> DOCUMENT SEGMENT:
--*--

# 23krs Question???



## jonml2 (Sep 7, 2008)

Posted this a few days ago but no response. Anybody out there got an opinion??

have found a 1993 Yamaha Golf Cart that seems shorter than other carts. It measures 93 by 48. It has been lifted 6 inches and doesn't have a roof. I think I would be safe in the height and underbody clearance. I am worried about the length though and also the width. Also wondering if the cart will pull itself up the steep ramp.Really don't want to pull the trailer all the way there to try it. Any experience or info I should consider?


----------



## Nathan (Jan 2, 2007)

Not knowing anything about it, try this post:
Golf Cart


----------



## jnlswain (Apr 7, 2006)

I am facing a similar dilemma with my 28krs. The inside width of the trailer is 92". The golf cart you're looking at is not going to fit without some type of mod to accomodate it. 
I am looking at two seat (front to back) atv's like the Arctic Cat TRV, or the Can Am Outlander Max. They are also 93" in length, so I'm hoping someone here has successfully worked with one of these longer vehicles to get them inside the Roo cargo area.
Good luck!
John


----------



## skippershe (May 22, 2006)

Sorry, I would have replied earlier, but I couldn't find the following info that was buried on my computer desk









We have the 28krs, but I'm not sure if the garage measurements are the same as the 23krs.
While searching for a golf cart that would fit, we measured to see what could work for us.

Our measurements are as follows:
93" deep
6' high
49 3/4 wide at ramp opening.

It sounds like the cart you are considering could be a good candidate as long as you are able to close the ramp, cause it sounds awfully close!

Our thoughts as far as minimizing length on a lifted cart with off road style tires would be to either back the cart up the ramp and remove front tires to be able to close the ramp door (not sure what a pain that would be), or to run the cart up the ramp forwards onto tire ramps to put the cart on an upward angle to lessen the length.

There are others here that have come up with ideas to lessen the angle or steepness of the ramp, so I wouldn't worry about that part too much...

Good luck and let us know what you come up with!


----------



## jonml2 (Sep 7, 2008)

Thanks guys. Sounds like it is worth a shot for me to pull te ob down there and see. Thats a great tip on driving it up on ramps. I know it is going to be really close. We are new owners and love our ob to death. Especially coming from the pop up world. Wish me luck. I will post some pics if it fits.


----------

--*--

> STATED EXERCISE A:
From the golf cart thread, extract the passage starting with "have found a" and going on through "I should consider?", copied word for word.

--*--

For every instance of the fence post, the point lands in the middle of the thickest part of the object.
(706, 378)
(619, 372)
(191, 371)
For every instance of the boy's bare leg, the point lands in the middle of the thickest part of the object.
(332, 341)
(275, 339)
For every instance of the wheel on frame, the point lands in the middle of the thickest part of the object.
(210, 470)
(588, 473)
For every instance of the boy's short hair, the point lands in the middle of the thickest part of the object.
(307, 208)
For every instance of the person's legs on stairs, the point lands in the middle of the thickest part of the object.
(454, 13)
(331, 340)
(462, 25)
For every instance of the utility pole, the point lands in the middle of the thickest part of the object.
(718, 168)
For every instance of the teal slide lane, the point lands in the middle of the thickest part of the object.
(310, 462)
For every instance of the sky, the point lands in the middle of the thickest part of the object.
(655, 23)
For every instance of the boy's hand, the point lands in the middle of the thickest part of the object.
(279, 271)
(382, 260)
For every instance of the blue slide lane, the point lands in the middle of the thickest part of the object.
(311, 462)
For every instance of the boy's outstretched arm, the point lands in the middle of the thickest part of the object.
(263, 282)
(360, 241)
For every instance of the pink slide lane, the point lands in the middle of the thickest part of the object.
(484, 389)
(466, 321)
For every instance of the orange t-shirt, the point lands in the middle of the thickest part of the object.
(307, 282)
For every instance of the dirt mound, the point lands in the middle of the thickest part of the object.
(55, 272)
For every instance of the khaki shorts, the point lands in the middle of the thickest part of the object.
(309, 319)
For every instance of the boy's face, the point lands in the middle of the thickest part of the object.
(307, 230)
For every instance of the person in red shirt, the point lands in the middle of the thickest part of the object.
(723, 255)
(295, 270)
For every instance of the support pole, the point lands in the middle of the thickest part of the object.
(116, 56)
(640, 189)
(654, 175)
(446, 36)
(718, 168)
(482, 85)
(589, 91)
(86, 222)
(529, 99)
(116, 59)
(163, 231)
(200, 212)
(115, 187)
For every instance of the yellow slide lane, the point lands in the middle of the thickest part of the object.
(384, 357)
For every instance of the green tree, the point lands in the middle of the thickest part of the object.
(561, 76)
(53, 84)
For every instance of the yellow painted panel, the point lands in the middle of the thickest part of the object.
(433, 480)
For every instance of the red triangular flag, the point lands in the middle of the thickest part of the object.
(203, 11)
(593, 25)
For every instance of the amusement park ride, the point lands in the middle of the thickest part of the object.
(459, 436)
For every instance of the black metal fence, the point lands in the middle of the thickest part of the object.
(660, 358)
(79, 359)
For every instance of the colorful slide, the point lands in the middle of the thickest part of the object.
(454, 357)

--*--

> STATED EXERCISE B:
Convert the rows starting with the line with "For every instance of the colorful" and going on through the end of the rows into a two-column CSV headed input and output. Give one CSV line per row, with its text in input and its answer in output, each in a single quoted field with line breaks turned into spaces.

> RIGHT ANSWER A:
have found a 1993 Yamaha Golf Cart that seems shorter than other carts. It measures 93 by 48. It has been lifted 6 inches and doesn't have a roof. I think I would be safe in the height and underbody clearance. I am worried about the length though and also the width. Also wondering if the cart will pull itself up the steep ramp.Really don't want to pull the trailer all the way there to try it. Any experience or info I should consider?

> RIGHT ANSWER B:
input,output
"For every instance of the colorful slide, the point lands in the middle of the thickest part of the object.","(454, 357)"